### [Texto da carta]

Fernando Leite — Carta pública ao prefeito Rafael Diniz

 

Leite 09-01-17

 

 

Fiquei matutando sobre o que escrever nesta inauguração de meus escritos no blog Opiniões, a convite do jornalista Aluysio Abreu Barbosa. Grande responsabilidade. Uma coisa é escrever no meu bloguinho, outra coisa é o blog Opiniões, vitrine virtual do jornal Folha da Manhã. Nos “Outros Quintais”, estou em casa, de bermuda e sandálias, mas, aqui, é “casa dos outros” e como dizia minha mãe, “é ambiente que exige recato”.

De onde escrevo, regularmente, num canto do hall dos quartos da minha casa, onde divido a mesa com minha pequena estante (aprendi com o mestre Ariano Suassuna que, quem se aventura nas alamedas da literatura, deve escrever todo dia) vi, na prateleira em frente, a lombada do livro de Gabriel Garcia Marquez, “Ninguém escreve ao coronel”, gritar meu nome. Pensei em fazer uma analogia do título com a derrocada do nosso “coronel de tênis”, mas logo desisti. O conto do colombiano, escrito aos 29 anos, denso como tudo que escreveu na vida, antes de entregar ao mundo, o romance universal, “100 anos de solidão” é muita coisa para ilustrar o crepúsculo da nossa personagem.

### [O que fazer]
A. Responda com base na carta ao prefeito Rafael Diniz:
(i) Quem fez o convite para escrever no blog Opiniões?
(ii) Com quem foi aprendido que quem se aventura na literatura deve escrever todo dia?
(iii) Com que idade o colombiano escreveu "Ninguém escreve ao coronel"?
B. Leve adiante a carta ao prefeito Rafael Diniz, começando logo após a última frase apresentada.

### [Dados fornecidos]
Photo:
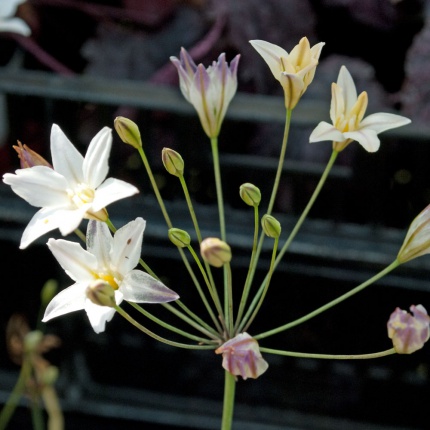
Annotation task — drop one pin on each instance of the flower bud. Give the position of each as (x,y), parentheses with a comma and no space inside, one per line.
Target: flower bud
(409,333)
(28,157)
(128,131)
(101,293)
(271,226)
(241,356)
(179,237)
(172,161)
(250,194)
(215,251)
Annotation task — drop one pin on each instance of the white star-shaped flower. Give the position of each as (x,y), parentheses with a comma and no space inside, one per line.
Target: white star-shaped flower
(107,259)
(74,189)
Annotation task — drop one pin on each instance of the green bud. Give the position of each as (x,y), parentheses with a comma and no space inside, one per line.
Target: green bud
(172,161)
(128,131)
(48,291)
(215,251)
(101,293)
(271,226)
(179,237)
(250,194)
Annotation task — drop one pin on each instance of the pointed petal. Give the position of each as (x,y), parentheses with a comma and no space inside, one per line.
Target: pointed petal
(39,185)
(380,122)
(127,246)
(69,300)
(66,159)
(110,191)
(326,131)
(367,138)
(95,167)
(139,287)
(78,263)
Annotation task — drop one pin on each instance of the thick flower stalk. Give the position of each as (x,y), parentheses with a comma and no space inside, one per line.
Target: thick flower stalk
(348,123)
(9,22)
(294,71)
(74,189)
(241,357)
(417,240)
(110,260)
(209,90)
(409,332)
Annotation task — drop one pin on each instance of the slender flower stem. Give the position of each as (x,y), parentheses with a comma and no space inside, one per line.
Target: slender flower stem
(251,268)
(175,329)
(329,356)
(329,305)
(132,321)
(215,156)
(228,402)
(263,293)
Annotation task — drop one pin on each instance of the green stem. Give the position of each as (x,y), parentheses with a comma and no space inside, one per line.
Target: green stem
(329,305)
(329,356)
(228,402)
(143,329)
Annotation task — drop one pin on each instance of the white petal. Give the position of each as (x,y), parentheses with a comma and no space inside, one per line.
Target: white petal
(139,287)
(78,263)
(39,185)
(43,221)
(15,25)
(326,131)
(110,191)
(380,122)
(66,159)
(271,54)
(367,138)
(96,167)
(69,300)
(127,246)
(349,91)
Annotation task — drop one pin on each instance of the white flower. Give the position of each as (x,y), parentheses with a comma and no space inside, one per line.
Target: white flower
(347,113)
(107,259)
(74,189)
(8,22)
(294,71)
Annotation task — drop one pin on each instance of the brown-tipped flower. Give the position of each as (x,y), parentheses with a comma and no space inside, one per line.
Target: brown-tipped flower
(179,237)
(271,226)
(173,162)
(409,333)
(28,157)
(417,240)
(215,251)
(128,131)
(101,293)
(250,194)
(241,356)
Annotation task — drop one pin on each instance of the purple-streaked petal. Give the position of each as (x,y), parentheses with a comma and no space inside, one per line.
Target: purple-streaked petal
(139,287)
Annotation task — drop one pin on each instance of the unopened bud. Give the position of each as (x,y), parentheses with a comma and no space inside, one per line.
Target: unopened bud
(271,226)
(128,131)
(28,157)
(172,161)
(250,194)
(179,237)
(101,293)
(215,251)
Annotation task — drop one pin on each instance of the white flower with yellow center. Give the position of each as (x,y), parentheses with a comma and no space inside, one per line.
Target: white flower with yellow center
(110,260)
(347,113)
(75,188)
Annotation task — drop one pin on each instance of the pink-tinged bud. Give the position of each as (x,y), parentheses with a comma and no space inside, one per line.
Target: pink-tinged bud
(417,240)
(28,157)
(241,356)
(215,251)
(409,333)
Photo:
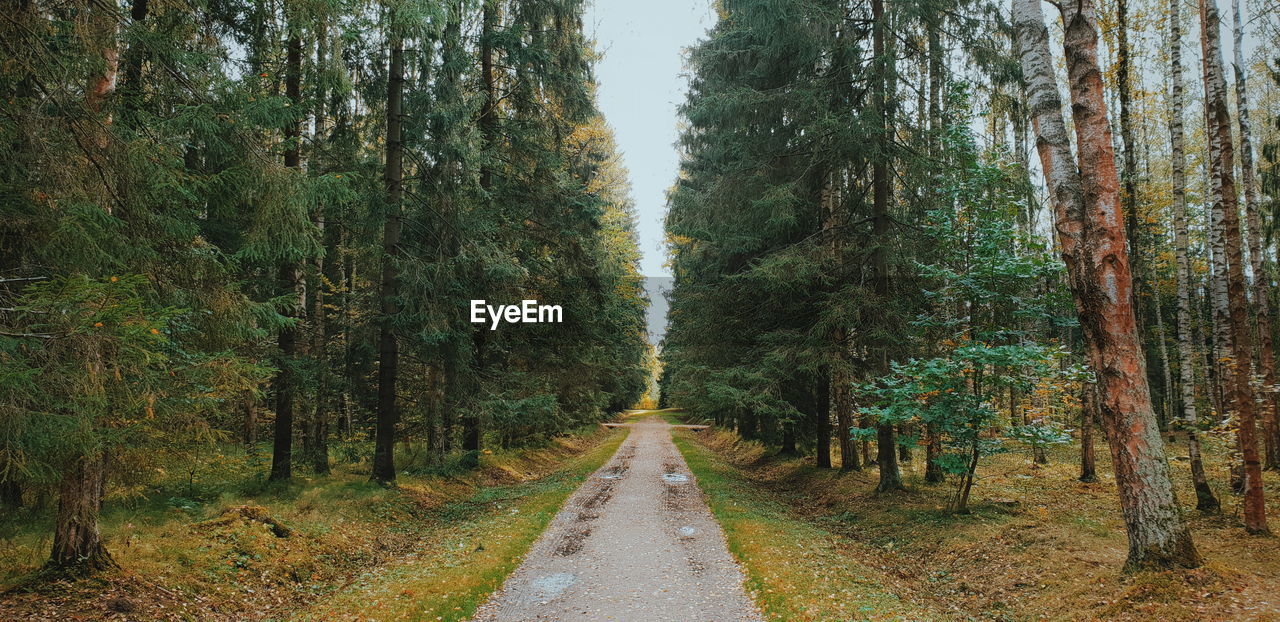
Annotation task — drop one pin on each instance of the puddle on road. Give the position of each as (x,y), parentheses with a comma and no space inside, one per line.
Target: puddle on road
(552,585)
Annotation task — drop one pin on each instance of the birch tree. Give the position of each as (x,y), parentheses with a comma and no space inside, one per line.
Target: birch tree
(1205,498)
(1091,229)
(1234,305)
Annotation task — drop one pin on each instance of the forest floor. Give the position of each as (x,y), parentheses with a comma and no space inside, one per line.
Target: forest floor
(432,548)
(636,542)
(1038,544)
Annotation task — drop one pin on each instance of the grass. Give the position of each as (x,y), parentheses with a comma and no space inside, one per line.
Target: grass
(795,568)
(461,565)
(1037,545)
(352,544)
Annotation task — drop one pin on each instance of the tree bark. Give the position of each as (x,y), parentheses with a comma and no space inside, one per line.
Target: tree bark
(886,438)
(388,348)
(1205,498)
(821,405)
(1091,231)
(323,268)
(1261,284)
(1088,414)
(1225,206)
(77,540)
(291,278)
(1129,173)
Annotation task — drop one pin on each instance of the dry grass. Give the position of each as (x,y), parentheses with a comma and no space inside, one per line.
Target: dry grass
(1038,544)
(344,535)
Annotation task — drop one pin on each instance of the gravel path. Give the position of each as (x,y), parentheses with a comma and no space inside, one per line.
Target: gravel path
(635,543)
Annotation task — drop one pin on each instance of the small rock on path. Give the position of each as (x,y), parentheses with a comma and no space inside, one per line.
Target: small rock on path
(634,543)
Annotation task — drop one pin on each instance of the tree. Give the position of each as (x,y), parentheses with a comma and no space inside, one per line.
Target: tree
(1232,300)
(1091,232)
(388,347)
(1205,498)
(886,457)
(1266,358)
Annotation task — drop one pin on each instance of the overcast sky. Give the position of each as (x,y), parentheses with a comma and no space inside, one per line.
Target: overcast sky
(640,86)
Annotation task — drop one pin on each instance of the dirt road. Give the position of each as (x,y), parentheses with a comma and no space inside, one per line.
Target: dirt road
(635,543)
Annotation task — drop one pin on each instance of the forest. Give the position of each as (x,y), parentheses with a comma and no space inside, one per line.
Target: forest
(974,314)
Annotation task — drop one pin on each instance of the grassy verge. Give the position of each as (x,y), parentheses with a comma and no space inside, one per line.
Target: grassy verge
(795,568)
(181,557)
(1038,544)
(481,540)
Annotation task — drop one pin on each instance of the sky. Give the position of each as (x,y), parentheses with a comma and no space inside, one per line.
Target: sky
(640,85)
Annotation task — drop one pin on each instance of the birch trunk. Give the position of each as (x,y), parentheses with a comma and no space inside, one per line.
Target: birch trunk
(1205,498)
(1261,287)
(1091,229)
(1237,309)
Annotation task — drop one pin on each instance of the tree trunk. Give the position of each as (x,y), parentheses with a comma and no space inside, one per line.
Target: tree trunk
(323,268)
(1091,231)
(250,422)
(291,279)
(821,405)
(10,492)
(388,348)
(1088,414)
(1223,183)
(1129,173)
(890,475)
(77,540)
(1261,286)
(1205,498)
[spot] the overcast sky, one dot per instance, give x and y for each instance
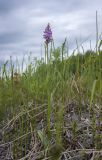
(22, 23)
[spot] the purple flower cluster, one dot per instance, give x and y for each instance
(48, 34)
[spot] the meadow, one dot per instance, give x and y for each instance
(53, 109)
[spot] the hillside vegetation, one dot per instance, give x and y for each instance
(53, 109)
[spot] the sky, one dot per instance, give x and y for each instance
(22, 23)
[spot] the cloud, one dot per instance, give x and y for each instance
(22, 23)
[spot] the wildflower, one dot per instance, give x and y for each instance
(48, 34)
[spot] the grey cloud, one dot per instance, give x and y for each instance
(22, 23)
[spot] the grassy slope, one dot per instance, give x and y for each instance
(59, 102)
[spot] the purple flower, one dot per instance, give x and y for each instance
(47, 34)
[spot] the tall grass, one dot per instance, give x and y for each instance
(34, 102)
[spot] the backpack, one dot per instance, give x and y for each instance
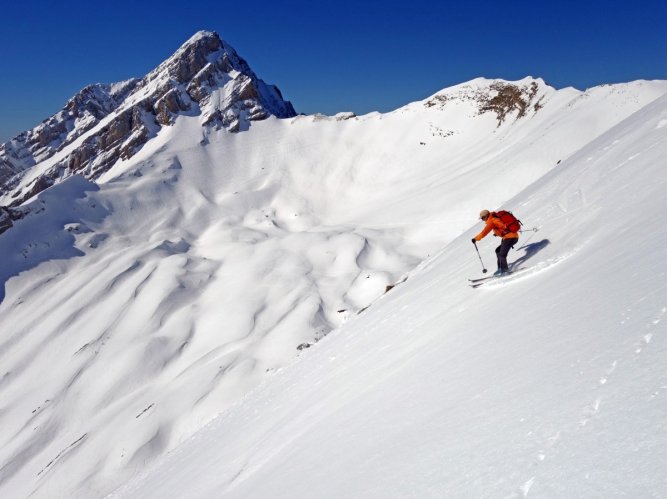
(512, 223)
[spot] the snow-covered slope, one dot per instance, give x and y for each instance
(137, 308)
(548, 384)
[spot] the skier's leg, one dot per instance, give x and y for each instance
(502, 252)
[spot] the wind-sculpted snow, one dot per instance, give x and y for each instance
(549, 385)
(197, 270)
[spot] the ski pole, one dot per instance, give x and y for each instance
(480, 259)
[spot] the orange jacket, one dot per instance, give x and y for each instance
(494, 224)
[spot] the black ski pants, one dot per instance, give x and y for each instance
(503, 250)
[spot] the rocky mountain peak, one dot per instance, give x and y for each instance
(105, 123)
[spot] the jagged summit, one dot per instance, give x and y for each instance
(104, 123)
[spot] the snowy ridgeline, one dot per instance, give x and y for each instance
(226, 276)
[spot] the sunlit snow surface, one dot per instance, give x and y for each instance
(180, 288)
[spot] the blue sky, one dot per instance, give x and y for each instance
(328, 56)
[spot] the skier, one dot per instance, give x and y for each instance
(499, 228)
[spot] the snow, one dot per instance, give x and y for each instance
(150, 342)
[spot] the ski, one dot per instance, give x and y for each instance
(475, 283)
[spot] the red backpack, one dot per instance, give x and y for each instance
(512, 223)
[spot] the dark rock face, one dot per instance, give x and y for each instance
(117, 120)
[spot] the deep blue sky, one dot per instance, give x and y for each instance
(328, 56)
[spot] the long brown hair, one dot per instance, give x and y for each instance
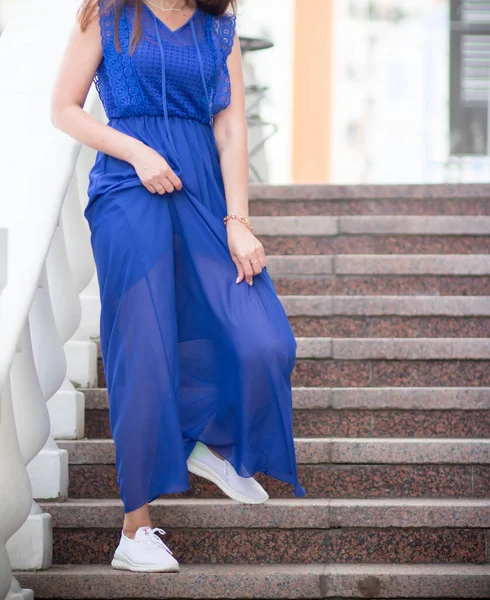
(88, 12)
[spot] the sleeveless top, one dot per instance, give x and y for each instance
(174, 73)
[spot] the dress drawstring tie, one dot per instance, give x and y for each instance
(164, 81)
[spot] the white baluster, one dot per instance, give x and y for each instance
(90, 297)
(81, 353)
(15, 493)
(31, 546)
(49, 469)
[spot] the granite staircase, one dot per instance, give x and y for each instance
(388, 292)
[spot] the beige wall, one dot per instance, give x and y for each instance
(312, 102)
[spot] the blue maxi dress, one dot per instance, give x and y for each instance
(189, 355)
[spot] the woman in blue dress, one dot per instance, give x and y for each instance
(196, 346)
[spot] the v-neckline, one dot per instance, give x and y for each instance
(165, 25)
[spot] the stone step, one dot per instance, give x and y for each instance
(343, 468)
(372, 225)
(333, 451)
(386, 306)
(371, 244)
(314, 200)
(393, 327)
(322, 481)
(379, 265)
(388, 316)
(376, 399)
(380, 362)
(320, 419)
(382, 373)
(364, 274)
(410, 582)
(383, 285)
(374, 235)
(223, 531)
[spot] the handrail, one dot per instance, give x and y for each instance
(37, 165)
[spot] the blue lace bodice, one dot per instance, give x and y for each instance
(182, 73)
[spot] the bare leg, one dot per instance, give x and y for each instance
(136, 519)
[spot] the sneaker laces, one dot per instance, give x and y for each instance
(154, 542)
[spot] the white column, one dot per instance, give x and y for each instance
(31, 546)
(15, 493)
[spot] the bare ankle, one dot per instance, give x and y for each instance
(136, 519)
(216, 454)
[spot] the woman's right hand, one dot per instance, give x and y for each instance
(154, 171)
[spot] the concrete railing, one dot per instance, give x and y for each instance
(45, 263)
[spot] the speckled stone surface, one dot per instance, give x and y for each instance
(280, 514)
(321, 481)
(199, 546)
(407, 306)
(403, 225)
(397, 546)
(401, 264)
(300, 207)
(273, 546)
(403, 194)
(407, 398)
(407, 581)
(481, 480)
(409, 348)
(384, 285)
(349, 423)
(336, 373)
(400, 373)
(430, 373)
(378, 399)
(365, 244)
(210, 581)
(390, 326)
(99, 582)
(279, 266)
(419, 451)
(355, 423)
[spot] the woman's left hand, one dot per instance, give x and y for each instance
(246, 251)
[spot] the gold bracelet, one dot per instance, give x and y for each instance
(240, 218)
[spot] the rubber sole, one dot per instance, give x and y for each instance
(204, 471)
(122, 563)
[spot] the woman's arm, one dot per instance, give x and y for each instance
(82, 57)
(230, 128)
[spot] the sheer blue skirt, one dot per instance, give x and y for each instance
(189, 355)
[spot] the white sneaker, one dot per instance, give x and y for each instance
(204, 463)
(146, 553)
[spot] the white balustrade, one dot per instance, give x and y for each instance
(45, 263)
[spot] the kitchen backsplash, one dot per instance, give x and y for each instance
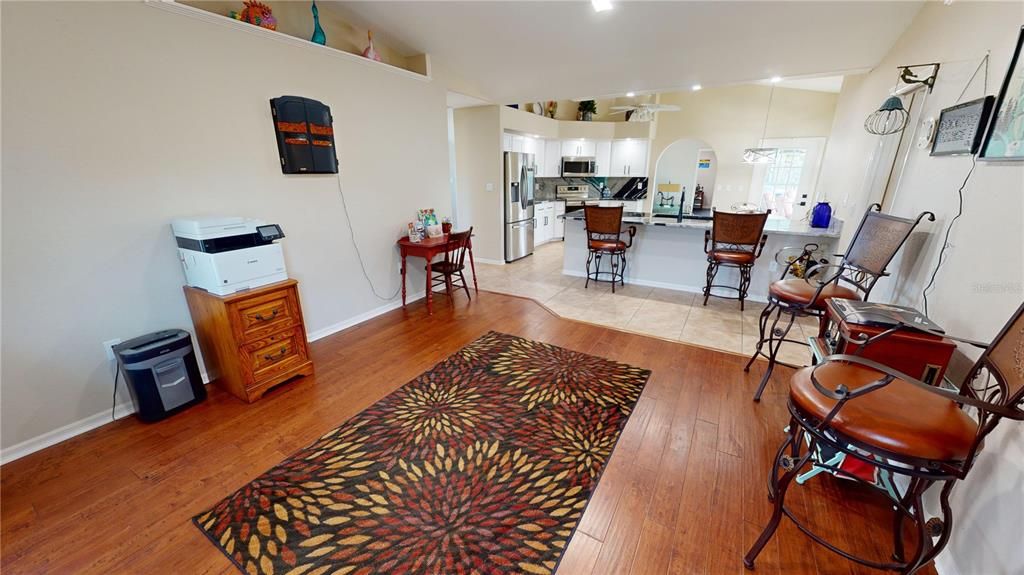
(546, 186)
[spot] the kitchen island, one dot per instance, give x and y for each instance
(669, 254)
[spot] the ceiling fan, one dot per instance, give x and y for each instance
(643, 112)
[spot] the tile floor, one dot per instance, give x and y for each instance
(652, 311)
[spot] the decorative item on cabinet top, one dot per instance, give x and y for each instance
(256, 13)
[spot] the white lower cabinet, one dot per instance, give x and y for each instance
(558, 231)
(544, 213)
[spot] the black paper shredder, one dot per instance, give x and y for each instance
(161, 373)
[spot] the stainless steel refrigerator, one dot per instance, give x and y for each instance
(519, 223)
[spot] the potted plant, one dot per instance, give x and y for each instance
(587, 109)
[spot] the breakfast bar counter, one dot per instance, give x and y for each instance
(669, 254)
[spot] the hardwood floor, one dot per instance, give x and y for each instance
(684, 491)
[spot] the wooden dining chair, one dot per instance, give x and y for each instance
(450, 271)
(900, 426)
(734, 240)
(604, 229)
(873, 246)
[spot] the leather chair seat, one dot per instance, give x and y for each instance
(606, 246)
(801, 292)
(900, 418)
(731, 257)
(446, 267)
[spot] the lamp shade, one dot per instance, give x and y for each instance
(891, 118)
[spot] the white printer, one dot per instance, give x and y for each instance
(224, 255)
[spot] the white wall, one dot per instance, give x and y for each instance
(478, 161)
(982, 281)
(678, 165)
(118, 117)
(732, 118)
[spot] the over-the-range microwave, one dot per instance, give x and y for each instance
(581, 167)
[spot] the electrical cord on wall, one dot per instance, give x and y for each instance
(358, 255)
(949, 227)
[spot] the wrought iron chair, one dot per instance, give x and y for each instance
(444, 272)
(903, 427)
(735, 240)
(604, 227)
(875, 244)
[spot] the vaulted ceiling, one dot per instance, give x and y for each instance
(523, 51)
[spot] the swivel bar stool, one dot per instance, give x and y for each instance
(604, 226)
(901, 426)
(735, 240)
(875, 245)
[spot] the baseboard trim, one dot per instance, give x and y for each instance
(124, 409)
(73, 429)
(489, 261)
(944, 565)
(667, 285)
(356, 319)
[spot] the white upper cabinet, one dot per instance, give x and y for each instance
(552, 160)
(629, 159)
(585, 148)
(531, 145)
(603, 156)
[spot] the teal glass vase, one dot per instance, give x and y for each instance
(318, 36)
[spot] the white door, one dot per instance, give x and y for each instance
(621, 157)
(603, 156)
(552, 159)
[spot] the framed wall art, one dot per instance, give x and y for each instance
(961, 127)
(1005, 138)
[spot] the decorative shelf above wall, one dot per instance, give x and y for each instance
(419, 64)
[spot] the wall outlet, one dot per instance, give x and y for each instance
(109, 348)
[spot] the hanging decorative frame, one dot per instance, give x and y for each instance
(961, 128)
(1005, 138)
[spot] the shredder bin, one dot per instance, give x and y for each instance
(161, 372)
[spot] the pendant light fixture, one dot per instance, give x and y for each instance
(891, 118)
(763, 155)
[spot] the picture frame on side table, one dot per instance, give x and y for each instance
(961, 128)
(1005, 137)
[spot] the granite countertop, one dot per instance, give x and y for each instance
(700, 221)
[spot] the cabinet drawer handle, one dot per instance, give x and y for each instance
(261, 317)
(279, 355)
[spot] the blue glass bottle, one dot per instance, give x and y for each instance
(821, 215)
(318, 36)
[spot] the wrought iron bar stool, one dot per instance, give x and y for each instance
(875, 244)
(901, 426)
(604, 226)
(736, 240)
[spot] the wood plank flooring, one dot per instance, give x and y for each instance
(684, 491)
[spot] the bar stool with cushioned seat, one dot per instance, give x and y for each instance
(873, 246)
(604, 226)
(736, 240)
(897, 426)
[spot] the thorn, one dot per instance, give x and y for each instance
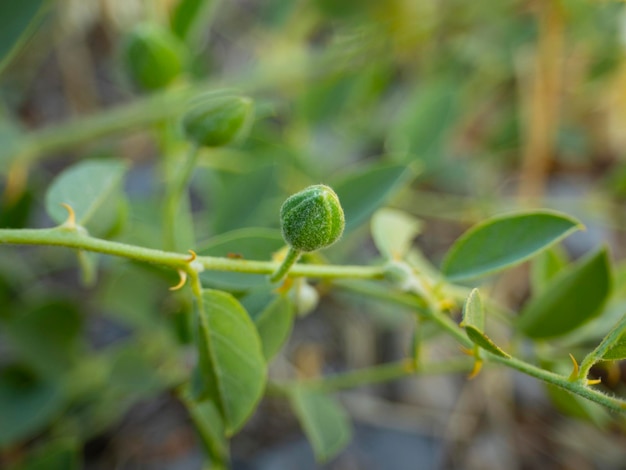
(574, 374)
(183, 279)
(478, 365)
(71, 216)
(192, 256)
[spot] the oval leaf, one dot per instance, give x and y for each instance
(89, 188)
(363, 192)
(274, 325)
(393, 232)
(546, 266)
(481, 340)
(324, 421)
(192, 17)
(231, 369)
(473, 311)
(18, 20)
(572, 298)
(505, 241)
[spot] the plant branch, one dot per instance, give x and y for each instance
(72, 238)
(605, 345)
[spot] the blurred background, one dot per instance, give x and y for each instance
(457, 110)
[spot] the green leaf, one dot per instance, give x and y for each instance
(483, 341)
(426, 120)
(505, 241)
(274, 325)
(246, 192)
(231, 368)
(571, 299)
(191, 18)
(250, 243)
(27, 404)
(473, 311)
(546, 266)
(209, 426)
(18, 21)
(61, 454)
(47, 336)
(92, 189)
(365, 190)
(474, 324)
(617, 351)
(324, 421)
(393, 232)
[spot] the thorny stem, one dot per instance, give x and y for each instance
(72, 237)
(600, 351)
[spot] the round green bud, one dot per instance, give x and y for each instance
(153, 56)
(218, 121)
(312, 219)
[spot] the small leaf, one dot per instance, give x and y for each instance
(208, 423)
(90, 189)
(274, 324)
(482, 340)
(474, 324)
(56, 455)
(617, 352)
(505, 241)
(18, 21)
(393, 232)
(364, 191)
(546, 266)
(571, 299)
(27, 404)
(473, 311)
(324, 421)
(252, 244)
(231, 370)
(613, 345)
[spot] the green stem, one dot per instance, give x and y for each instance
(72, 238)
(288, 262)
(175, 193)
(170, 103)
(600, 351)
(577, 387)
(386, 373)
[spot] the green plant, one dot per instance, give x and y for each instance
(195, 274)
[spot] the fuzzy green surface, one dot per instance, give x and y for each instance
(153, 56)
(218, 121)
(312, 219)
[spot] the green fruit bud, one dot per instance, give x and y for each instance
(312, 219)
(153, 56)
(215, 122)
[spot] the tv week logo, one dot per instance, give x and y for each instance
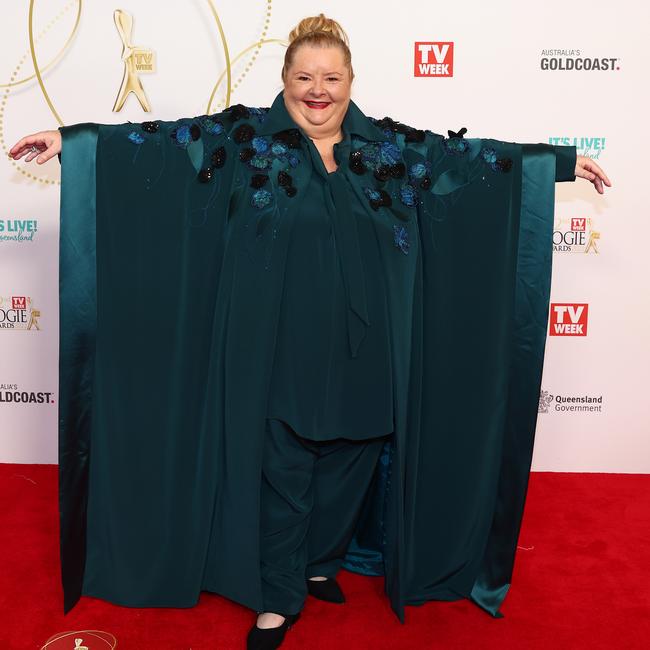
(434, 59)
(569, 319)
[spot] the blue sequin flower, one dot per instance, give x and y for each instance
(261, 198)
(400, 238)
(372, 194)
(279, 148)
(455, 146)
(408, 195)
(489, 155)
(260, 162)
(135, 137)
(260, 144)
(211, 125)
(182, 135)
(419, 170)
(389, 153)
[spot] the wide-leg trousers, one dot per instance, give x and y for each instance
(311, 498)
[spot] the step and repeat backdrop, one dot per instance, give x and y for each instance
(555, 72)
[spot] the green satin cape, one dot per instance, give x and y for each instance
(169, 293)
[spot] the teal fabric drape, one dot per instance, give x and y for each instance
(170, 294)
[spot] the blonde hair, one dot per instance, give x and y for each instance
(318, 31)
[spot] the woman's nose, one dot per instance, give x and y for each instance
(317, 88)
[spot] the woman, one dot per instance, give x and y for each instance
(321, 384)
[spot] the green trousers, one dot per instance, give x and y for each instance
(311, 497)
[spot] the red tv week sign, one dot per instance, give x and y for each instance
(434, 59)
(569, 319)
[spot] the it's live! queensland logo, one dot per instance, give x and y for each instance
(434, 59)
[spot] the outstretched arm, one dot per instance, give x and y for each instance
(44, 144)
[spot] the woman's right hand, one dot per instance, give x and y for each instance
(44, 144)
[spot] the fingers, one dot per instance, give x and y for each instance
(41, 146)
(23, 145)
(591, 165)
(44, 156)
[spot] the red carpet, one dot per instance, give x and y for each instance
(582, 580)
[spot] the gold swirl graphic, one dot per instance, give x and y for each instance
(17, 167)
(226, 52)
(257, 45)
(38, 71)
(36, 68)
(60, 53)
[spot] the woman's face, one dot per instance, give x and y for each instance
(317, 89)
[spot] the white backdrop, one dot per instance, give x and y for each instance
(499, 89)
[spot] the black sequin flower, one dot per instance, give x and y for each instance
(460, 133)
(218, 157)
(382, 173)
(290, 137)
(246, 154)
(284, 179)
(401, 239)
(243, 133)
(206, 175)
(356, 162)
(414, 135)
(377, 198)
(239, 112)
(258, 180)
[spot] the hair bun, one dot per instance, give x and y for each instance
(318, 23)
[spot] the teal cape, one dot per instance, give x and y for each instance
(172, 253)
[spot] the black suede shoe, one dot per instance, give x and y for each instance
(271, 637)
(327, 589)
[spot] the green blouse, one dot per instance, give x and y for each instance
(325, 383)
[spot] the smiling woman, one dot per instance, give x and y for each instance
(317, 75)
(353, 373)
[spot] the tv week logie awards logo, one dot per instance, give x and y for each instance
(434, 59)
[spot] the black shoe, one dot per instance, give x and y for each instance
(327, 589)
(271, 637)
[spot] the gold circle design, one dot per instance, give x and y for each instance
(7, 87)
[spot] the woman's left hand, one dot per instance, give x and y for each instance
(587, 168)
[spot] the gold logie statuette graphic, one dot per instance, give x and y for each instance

### [Respostas fornecidas]
A.
(i) O jornalista Aluysio Abreu Barbosa.
(ii) Com o mestre Ariano Suassuna.
(iii) Aos 29 anos.

B.
Cogitei a barbárie do Presídio do Amazonas, em Manaus e me lembrei que, no final da década de 1970, do século e milênio passados, eu começava a minha militância partidária. O regime militar, já exaurido, dava os primeiros passos em direção à abertura política. Logo no início dos anos 80, o general Figueiredo, era indicado presidente da República e anunciava que quem se colocasse contra a volta do Poder Civil, ele “prendia e arrebentava”. Naquela época, ainda havia, em menor escala, os órgãos de controle e repressão e o meu maior medo era ser preso. Pensava comigo: prefiro morrer! De lá para cá muita coisa mudou no País, mas o sistema prisional continua o mesmo, uma câmara de horror. Ainda que tenha sido concebido como instituição reformadora, capaz de ressocializar o infrator. Não, tema muito áspero para início de conversa.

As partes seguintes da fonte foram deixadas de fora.